## Consigne A
Condensez sous forme de liste à puces le paragraphe de l'extrait sur l'art japonais qui débute par « L'art japonais est le meilleur reflet », en conservant ses faits principaux.
## Consigne B
Dans la partie de la liste qui s'ouvre sur la ligne contenant « Presence check: is any drawer » et se poursuit jusqu'à la fin de la liste, renommez « drawer interior » en « inner drawer compartment ». Recopiez ensuite ce passage sans aucune autre modification.

L’art japonais est le meilleur reflet de l’évolution des mœurs et des idées, le révélateur des tendances profondes du peuple. Avec le goût de la virtuosité, de l’"accident" pictural, du détail unique et naturel, il est, dans la peinture, un parent très singulier des écoles continentales. De composition quasi modulaire pour son implantation, l’architecture est noble mais humaine, fidèle au bois, aux éléments simples, avec de généreuses ouvertures sur les jardins qui la sertissent, œuvres d’amis savants de la nature plus que de jardiniers. Le respect du métier de l’artisan rejoignant l’artiste est révélé par les laques, les poteries, les arts du fer, des tissus, des vanneries, des objets raffinés. Le spectacle japonais, austère (no ) ou flamboyant (kabuki ), associe toujours le divertissement au moralisme. La musique conserve avec le gagaku impérial la grande tradition chinoise du VIIe siècle, actuellement perdue. Ses formes instrumentales ou chantées témoignent d’une vigoureuse inspiration populaire. Les fêtes (matsuri ) sont le grand véhicule de la tradition dans l’art musical et chorégraphique.

## Liste de l'exercice

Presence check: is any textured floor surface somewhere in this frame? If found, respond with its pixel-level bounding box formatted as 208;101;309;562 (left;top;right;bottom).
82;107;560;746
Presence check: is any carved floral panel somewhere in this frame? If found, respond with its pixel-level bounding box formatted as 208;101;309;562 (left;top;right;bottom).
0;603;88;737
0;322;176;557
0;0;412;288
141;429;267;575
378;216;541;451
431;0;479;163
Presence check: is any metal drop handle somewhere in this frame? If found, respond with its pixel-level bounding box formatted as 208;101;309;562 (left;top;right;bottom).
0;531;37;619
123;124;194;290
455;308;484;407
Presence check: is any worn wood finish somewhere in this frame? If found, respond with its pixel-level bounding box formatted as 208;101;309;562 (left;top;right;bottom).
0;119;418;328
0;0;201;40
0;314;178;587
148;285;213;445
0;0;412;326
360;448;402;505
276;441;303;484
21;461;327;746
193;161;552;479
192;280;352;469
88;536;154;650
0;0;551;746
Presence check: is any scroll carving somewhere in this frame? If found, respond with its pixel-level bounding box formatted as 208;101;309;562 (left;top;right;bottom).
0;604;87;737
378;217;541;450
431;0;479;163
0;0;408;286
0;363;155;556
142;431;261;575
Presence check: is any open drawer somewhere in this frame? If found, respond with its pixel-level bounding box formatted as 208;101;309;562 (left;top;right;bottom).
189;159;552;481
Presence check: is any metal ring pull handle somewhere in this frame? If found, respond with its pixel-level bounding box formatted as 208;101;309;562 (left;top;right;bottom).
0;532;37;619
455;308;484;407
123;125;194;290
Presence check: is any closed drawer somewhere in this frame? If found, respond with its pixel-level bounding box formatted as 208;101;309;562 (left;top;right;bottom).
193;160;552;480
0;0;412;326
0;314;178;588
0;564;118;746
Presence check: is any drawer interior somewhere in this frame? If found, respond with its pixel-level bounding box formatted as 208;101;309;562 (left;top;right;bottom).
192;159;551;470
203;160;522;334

## Réponse complète A
- Reflet de l'évolution des mœurs et des idées, révélateur des tendances profondes du peuple.
- Peinture : goût de la virtuosité, de l'« accident » pictural, du détail unique et naturel. Elle est un parent très singulier des écoles continentales.
- Architecture : implantation de composition quasi modulaire. Elle est noble mais humaine, fidèle au bois et aux éléments simples, avec de généreuses ouvertures sur des jardins, œuvres d'amis savants de la nature plus que de jardiniers.
- Artisanat : les laques, poteries, arts du fer, tissus, vanneries et objets raffinés révèlent le respect du métier de l'artisan, qui rejoint l'artiste.
- Spectacle : austère (no) ou flamboyant (kabuki), il associe toujours le divertissement au moralisme.
- Musique : le gagaku impérial conserve la grande tradition chinoise du VIIe siècle, actuellement perdue. Ses formes instrumentales ou chantées témoignent d'une vigoureuse inspiration populaire.
- Fêtes (matsuri) : grand véhicule de la tradition dans l'art musical et chorégraphique.

## Réponse complète B
Presence check: is any inner drawer compartment somewhere in this frame? If found, respond with its pixel-level bounding box formatted as 208;101;309;562 (left;top;right;bottom).
192;159;551;470
203;160;522;334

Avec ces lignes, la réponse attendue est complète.